この論文は、山形県立米沢栄養大学健康栄養学部健康栄養学科講師の鈴木美穂氏らによるもので、山形コホート研究の食物摂取頻度調査票のデータを使って、日本人の一般集団におけるラーメンの摂取頻度と死亡リスクとの関連について検討したものです。

ラーメンの摂取頻度別に死亡リスクが上昇する集団を特定したとして、J Nutr Health Agingに報告されました。

先行研究には、人口当たりのラーメン店舗数と脳卒中の年齢・性調整後死亡率に正の相関が示されているものがありますが、摂取頻度と死亡リスクの関連についてははじめての報告です。

ベースラインの背景を見ると、ラーメンの摂取頻度が高い群ほどBMIが高値で、男性、若年層(70歳未満)、喫煙者飲酒者が多く、スープを半分以上飲む割合や糖尿病、高血圧の割合も多かったとされています。

結論的なことだけピックアップすると、以下のようになります。

  • ラーメンの摂取頻度の高さは、男性、若年層、BMI高値、喫煙、飲酒、糖尿病、高血圧と関連していた
  • スープを半分以上飲む人や飲酒者で、最もリスクが高かった

男性の若年層で飲酒および喫煙者がスープを半分以上飲むと、死亡リスクが高くなる傾向があるようです。
なんとなく頷ける感じですかね?

この論文では、スープに含まれる塩分やアルコールの摂取がラーメン摂取と死亡リスクとの関連を強めることを示唆していると結論付けています。

分子栄養学的には、ラーメンの問題点は塩分以外では、炭水化物メインで糖質プラス脂という太りやすい組み合わせなことと、麺類一般に言えることですけど噛まないで飲み込む傾向が強いことなどだと思っています。

もう少しラーメンとカラダの関係について深掘っていきましょう!

締めにラーメンが食べたくなる理由

皆さんもそうですか? 飲んだ後に、無性にラーメンが食べたくなりますか?

じつは、これにはちゃんと理由があります。

ヒトの血液中のブドウ糖濃度(血糖値)は、下がりすぎたり上がりすぎたりしないように厳密にコントロールされています。
これが破綻すると糖尿病や低血糖になるわけです。

| 記録一覧 |
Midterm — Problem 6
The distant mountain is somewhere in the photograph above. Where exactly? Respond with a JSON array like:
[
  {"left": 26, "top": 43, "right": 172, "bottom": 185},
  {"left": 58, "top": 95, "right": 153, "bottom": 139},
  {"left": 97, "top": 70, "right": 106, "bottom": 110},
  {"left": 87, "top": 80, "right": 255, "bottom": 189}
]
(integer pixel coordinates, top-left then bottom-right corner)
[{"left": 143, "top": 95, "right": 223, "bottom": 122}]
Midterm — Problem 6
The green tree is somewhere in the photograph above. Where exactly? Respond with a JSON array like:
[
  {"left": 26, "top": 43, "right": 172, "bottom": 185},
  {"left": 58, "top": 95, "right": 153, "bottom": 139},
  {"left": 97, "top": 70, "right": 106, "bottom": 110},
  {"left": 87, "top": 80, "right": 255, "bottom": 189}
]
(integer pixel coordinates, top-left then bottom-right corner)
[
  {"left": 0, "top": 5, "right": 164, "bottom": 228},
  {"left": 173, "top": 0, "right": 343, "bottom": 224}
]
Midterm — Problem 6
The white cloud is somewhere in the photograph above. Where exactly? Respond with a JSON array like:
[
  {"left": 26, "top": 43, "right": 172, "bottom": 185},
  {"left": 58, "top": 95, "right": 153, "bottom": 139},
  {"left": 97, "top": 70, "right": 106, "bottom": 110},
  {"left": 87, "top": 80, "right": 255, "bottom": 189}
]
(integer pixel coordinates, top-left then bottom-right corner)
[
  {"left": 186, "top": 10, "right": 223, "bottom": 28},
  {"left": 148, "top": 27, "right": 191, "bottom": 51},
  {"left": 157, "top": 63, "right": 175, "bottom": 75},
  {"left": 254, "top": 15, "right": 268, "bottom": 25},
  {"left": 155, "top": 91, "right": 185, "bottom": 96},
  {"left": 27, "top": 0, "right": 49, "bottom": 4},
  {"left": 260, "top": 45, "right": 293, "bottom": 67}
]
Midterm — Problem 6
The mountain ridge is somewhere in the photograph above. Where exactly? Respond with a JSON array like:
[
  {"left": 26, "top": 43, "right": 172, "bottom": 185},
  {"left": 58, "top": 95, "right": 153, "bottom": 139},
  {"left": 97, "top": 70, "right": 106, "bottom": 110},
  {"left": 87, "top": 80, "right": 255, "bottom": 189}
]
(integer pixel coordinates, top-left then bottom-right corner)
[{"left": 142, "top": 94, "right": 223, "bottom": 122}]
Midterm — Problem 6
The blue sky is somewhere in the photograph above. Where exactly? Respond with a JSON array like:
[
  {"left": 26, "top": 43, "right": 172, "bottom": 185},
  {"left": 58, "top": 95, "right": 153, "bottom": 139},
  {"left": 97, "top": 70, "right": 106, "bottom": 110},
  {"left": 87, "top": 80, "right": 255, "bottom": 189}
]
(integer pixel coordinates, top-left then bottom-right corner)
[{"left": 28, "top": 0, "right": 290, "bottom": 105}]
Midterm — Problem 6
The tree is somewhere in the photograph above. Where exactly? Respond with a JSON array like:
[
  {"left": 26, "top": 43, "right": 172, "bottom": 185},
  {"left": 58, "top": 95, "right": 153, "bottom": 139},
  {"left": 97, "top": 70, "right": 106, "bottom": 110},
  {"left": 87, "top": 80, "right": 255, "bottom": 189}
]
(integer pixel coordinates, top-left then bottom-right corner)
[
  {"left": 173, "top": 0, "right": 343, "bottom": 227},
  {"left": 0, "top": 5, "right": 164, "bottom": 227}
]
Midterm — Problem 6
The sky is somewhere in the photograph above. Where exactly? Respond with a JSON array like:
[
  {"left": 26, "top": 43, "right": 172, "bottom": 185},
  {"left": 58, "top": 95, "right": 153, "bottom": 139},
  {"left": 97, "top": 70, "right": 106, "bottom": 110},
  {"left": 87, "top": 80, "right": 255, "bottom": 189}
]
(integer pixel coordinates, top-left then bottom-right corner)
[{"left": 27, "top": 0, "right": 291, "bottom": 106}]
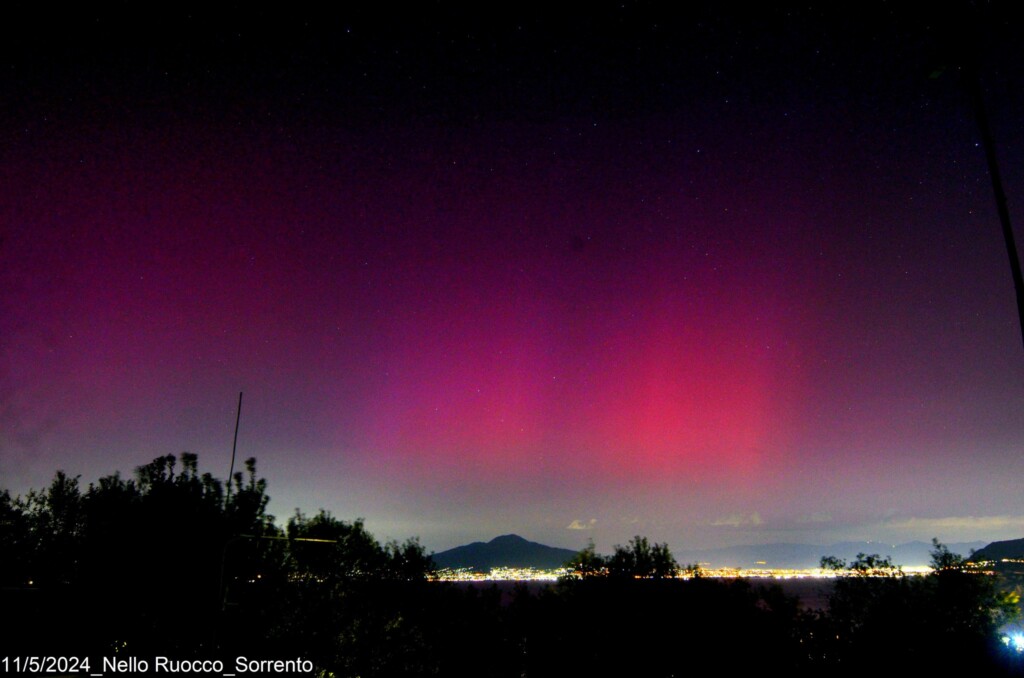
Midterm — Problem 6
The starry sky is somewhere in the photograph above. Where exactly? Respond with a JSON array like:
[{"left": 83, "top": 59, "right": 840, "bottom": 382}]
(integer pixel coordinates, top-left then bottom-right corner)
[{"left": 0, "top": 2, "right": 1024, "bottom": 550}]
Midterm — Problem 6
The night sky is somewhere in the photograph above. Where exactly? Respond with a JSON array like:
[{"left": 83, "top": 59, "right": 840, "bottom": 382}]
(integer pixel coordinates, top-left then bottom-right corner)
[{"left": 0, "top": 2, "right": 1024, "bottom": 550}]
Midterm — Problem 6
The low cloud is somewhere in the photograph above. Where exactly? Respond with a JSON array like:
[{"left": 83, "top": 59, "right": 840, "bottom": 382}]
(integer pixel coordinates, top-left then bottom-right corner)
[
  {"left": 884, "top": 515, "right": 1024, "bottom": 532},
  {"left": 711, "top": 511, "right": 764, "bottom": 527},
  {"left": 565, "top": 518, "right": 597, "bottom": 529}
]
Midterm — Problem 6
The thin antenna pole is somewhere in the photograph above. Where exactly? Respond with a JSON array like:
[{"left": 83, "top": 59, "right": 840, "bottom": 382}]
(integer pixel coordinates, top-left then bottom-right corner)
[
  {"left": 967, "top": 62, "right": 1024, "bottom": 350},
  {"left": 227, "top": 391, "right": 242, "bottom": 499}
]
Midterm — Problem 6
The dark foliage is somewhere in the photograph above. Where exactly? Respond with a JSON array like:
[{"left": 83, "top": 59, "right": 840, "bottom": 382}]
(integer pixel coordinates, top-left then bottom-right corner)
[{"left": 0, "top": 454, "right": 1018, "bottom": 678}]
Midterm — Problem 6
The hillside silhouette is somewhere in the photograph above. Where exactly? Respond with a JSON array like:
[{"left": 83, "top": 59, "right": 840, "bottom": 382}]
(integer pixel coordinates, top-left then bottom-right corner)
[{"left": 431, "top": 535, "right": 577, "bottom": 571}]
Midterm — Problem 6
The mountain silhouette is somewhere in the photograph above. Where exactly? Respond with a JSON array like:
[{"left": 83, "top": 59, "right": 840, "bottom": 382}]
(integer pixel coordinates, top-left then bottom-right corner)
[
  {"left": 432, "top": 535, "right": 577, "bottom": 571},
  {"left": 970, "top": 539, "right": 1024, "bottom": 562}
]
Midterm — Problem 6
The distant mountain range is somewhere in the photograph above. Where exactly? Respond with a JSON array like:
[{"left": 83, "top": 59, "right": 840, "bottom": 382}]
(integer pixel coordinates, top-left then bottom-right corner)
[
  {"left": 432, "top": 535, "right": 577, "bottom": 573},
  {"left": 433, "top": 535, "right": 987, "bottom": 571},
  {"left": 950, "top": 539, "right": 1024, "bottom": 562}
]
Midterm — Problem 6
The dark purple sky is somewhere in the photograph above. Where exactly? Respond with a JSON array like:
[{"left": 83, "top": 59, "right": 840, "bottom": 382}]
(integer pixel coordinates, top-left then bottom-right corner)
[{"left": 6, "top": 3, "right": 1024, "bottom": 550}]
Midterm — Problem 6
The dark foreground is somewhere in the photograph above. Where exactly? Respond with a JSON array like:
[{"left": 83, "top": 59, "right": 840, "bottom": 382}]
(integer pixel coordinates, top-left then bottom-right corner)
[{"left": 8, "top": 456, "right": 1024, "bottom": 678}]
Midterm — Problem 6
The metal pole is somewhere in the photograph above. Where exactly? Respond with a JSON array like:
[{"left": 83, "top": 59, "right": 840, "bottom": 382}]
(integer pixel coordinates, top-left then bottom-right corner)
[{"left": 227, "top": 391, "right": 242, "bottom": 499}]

| 課題 |
ラーメンと健康について述べた本文の続きを、最後の文の後から書き継いでください。 記録を参照する必要はありません。

| 解答 |
上がりすぎの糖尿病ばかり病気として注目されているけれども、分子栄養学では低血糖にとても注目していて、私の患者さんでも多く目にする病態です。

話をラーメンに戻しましょう(笑)

お酒を飲むと、アルコールはカラダにとって毒なので、(解毒の中心的な臓器の)肝臓がこれを解毒しようとします。
毒はカラダの中にあるとダメなので、この作業は優先度が高いんですね。

血糖値が下がったときに、これを上げるための糖新生という働きがあるんですけど、ここでも肝臓が中心的な役割を担っています。
肝臓ってとっても仕事量が多いんです。

ところが肝臓にとってアルコールの解毒は最優先なので、糖新生に手が回らなくなります。
だから、お酒を飲むと低血糖になるわけ。

するとカラダは何とかして血糖値を上げたくなって、炭水化物がメインのラーメンが食べたくなるんです。
もちろん、血糖値が上がるならスイーツでも菓子パンでも甘いジュースでもいいんですけどね。

ただ、他にもラーメンを求めてしまう理由がいろいろあります。

アルコールを飲むと一過性にインスリンの分泌を促進することが分かっています。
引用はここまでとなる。